• Exercise: Could you output every line of the records below as a JSON list of strings, one string per line, skipping any blank lines and leaving the pictures out?

^^^^^^^^^^^^^^^^

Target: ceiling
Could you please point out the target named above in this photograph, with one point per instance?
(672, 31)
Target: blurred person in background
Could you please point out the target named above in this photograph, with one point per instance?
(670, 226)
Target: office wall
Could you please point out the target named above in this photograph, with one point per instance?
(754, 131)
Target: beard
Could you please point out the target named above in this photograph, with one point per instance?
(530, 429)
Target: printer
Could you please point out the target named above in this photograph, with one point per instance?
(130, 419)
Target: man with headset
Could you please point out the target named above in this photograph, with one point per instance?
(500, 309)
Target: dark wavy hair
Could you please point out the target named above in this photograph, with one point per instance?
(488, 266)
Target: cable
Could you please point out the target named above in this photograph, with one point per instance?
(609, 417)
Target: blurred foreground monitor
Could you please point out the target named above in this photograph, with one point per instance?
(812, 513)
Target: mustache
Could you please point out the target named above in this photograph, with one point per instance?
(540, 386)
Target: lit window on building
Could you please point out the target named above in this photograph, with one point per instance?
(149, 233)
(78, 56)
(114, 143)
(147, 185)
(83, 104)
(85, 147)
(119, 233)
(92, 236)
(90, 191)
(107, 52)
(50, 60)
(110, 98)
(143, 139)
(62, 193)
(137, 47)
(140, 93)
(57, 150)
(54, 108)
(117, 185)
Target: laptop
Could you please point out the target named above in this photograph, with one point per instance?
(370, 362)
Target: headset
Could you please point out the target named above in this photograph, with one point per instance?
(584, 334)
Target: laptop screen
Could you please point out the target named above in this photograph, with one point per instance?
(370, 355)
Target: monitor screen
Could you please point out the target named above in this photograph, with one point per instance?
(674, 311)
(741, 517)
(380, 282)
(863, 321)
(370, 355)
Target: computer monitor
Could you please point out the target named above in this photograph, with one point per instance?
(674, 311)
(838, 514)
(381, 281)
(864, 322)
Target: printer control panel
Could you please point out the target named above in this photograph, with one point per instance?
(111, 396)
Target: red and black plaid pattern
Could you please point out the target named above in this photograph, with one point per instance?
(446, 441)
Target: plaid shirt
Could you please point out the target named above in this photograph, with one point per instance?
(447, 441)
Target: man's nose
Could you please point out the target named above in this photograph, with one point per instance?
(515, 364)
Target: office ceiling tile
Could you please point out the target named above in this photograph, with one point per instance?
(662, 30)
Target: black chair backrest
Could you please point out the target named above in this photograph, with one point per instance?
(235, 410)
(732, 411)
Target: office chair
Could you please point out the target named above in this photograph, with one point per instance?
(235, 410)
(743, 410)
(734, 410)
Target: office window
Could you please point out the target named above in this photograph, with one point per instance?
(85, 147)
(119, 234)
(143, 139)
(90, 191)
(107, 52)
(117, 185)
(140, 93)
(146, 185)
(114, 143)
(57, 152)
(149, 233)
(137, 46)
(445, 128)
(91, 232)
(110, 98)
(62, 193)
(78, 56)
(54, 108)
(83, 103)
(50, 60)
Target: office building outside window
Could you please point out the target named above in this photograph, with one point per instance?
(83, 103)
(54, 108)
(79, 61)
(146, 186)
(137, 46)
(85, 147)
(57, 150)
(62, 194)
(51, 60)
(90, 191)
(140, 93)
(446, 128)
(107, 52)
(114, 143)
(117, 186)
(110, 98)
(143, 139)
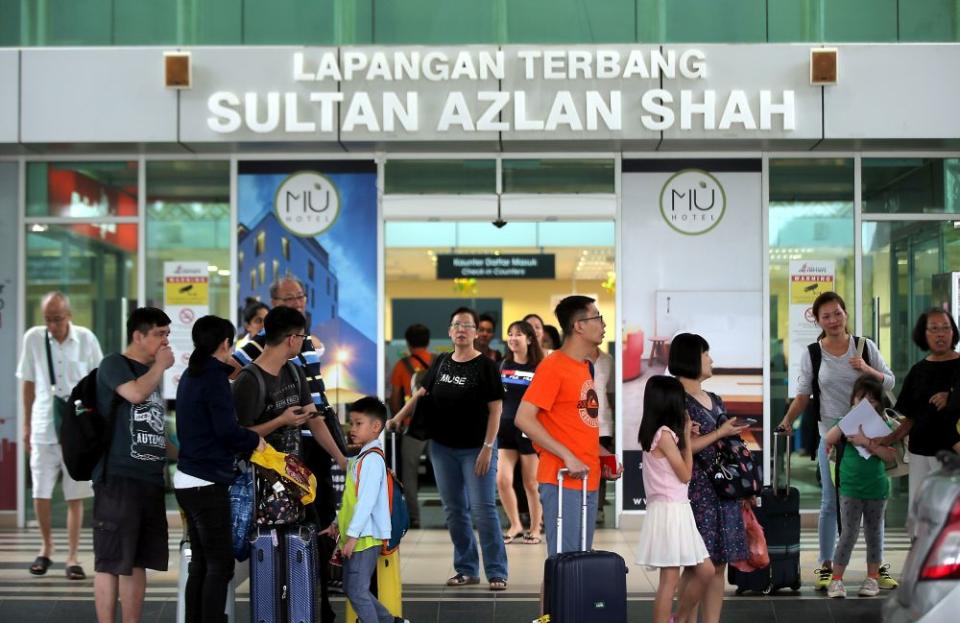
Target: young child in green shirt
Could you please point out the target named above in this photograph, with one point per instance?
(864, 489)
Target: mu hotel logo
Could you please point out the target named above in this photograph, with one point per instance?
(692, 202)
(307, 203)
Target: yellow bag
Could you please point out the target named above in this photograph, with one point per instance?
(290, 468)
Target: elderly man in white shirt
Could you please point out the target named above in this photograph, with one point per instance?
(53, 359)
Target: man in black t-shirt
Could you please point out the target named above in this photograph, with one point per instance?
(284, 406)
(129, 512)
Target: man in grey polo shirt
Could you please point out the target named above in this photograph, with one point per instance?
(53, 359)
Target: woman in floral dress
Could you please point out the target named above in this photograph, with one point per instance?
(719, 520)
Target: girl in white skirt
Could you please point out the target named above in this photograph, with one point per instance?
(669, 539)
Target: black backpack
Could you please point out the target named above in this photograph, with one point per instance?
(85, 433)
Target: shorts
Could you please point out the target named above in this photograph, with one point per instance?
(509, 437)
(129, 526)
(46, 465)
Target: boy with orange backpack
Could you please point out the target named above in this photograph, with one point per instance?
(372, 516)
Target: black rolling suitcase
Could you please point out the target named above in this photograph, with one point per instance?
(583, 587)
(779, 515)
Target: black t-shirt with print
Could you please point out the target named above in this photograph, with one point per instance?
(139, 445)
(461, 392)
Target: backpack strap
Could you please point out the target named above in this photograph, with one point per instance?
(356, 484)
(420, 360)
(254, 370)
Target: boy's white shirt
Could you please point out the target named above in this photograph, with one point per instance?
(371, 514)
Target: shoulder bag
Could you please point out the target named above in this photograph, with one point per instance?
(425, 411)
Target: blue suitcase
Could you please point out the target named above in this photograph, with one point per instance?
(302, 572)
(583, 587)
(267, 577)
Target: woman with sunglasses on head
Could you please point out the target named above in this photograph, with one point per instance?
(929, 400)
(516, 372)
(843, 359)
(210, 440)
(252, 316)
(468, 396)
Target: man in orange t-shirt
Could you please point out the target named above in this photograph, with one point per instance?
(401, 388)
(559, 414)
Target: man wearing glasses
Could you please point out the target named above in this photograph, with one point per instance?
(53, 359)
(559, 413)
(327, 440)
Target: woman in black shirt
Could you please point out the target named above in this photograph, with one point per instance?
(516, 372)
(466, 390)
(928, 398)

^^^^^^^^^^^^^^^^

• Task response:
[
  "Target: ceiling",
  "Could you please point out the target named above in this photograph, with one point per instance?",
  "(672, 31)",
  "Target: blurred person in background",
  "Could you please point out the target named above in this photograph, with one point per instance?",
  "(670, 226)",
  "Target: office wall",
  "Could you please point out the target named above in this photograph, with one point per instance?",
  "(754, 131)",
  "Target: beard",
  "Could you please point out the target named above in this photograph, with one point per instance?",
  "(530, 429)",
  "Target: printer",
  "Could you please point out the target named above in this photograph, with one point per instance?",
  "(130, 419)",
  "Target: man with headset",
  "Could you please point out the target named above in this photograph, with one point per instance?",
  "(500, 309)",
  "Target: dark wavy hair",
  "Could you please point out the target named above in this photograph, with one point per instance?",
  "(488, 266)",
  "Target: cable",
  "Could you please point out the target named above in this photograph, with one point per instance?",
  "(609, 417)",
  "Target: blurred foreground monitor",
  "Could you please point out the target named above in this photograph, with one point per instance?",
  "(812, 513)",
  "Target: mustache",
  "Could you please point out the target named above in this photograph, with one point per instance?",
  "(540, 386)",
  "Target: lit window on building",
  "Could you please point out the target named above in this photograph, with one point per instance?",
  "(149, 233)",
  "(78, 56)",
  "(114, 143)",
  "(147, 185)",
  "(83, 104)",
  "(85, 147)",
  "(119, 233)",
  "(92, 236)",
  "(90, 191)",
  "(107, 52)",
  "(50, 60)",
  "(110, 98)",
  "(143, 139)",
  "(62, 193)",
  "(137, 47)",
  "(140, 93)",
  "(57, 150)",
  "(54, 108)",
  "(117, 185)",
  "Target: laptop",
  "Could you please point out the target named above in this photograph, with one point per instance?",
  "(370, 362)",
  "Target: headset",
  "Could you please point out the target named above in this photograph, with one point per instance?",
  "(584, 334)",
  "Target: laptop screen",
  "Could you please point out the target named above in this photograph, with one point per instance?",
  "(370, 355)",
  "Target: monitor screen",
  "Could you please point out the target named above in this photograph, with one point per instance?",
  "(674, 311)",
  "(741, 517)",
  "(380, 282)",
  "(863, 321)",
  "(370, 355)",
  "Target: computer monitor",
  "Could you please point out the target named above in this photograph, with one point per instance?",
  "(674, 311)",
  "(838, 514)",
  "(381, 281)",
  "(864, 322)",
  "Target: printer control panel",
  "Could you please point out the target named above in this photograph, with one point per instance?",
  "(111, 396)",
  "Target: red and black plaid pattern",
  "Could you please point out the target named above in this photograph, with one point per instance?",
  "(446, 441)",
  "Target: plaid shirt",
  "Could you please point out the target named above in this photograph, with one point per instance?",
  "(447, 441)",
  "Target: man's nose",
  "Could you please point out the target named above in this photograph, with one point per instance?",
  "(515, 364)",
  "Target: office ceiling tile",
  "Could you please point out the target named above in this photograph, with one point per instance?",
  "(662, 30)",
  "Target: black chair backrest",
  "Could you please point out the target named above in this photograph, with one point per instance?",
  "(235, 410)",
  "(732, 411)",
  "Target: office chair",
  "Could you please point out the target named above in this photograph, with one point per instance?",
  "(235, 410)",
  "(743, 410)",
  "(734, 410)",
  "Target: office window",
  "Could you please point out the target named above in this photograph, with one point per instance?",
  "(85, 147)",
  "(119, 234)",
  "(143, 139)",
  "(90, 191)",
  "(107, 52)",
  "(117, 185)",
  "(140, 93)",
  "(146, 185)",
  "(114, 143)",
  "(57, 152)",
  "(149, 233)",
  "(137, 46)",
  "(445, 128)",
  "(91, 232)",
  "(110, 98)",
  "(62, 193)",
  "(78, 56)",
  "(54, 108)",
  "(83, 103)",
  "(50, 60)",
  "Target: office building outside window",
  "Could you please point out the target named above in this photograph, with one point per instance?",
  "(83, 103)",
  "(54, 108)",
  "(79, 61)",
  "(146, 186)",
  "(137, 46)",
  "(85, 147)",
  "(57, 150)",
  "(62, 194)",
  "(51, 60)",
  "(90, 191)",
  "(140, 93)",
  "(446, 128)",
  "(107, 52)",
  "(114, 143)",
  "(117, 186)",
  "(110, 98)",
  "(143, 139)",
  "Target: young child in green shirt",
  "Could you please point out the target named above in this photograph, with one point per instance?",
  "(864, 489)",
  "Target: mu hotel logo",
  "Could you please point out the target named above in this photograph, with one point per instance?",
  "(692, 202)",
  "(307, 203)",
  "Target: yellow bag",
  "Could you please point out the target named above in this photograph, with one point per instance?",
  "(290, 468)",
  "Target: elderly man in white shirt",
  "Could you please point out the target named above in this photograph, with one point per instance?",
  "(53, 359)",
  "Target: man in black t-shirt",
  "Could you please point out the target named above in this photograph, with one point per instance?",
  "(284, 406)",
  "(129, 512)",
  "Target: man in grey polo shirt",
  "Could you please point out the target named above in this photograph, with one point per instance?",
  "(53, 359)",
  "Target: woman in floral dress",
  "Could you please point out the target named above in this photograph, with one point per instance?",
  "(719, 520)",
  "Target: girl in white skirt",
  "Could you please point out the target named above in this photograph, with one point per instance?",
  "(669, 539)",
  "Target: black backpack",
  "Could you please point out the target named above in this photograph, with one point per instance?",
  "(85, 433)",
  "Target: shorts",
  "Could you please point out the target named above in this photograph, with one point per instance?",
  "(509, 437)",
  "(129, 526)",
  "(46, 465)",
  "Target: boy with orange backpack",
  "Could you please point out the target named above in this photograph, with one point per instance?",
  "(372, 516)",
  "Target: black rolling suitcase",
  "Could you please point out the target named above in this photograph, with one point per instance?",
  "(583, 587)",
  "(779, 515)",
  "Target: black t-shirt with print",
  "Could you please point out the target named above in this photograph, with one point per instance?",
  "(139, 445)",
  "(461, 392)",
  "Target: backpack strap",
  "Could you please point out the target named above in this photograph, with one point per instance?",
  "(356, 484)",
  "(420, 360)",
  "(254, 370)",
  "Target: boy's white shirt",
  "Could you please point out the target named above in this photograph, with one point per instance?",
  "(371, 514)",
  "Target: shoulder bag",
  "Could you please point out the target named above in this photograph, with one point per instance?",
  "(425, 411)",
  "Target: blue suitcase",
  "Could you please point out the target named above in this photograph, with one point per instance?",
  "(302, 572)",
  "(583, 587)",
  "(267, 577)",
  "Target: woman with sunglasses on head",
  "Could you please point out the target named above in this photograph, with one point per instance?",
  "(929, 400)",
  "(516, 372)",
  "(843, 359)",
  "(210, 440)",
  "(252, 316)",
  "(468, 396)",
  "Target: man in orange t-shirt",
  "Could you please point out the target named above in this photograph, with one point per instance?",
  "(401, 388)",
  "(559, 414)",
  "Target: man wearing glasses",
  "Could you please point out the target named above in this photograph, with one point per instance?",
  "(53, 359)",
  "(559, 413)",
  "(327, 440)",
  "Target: woman in black shirt",
  "Could you please point out the target named above in this photograph, with one point per instance?",
  "(516, 372)",
  "(466, 390)",
  "(928, 398)"
]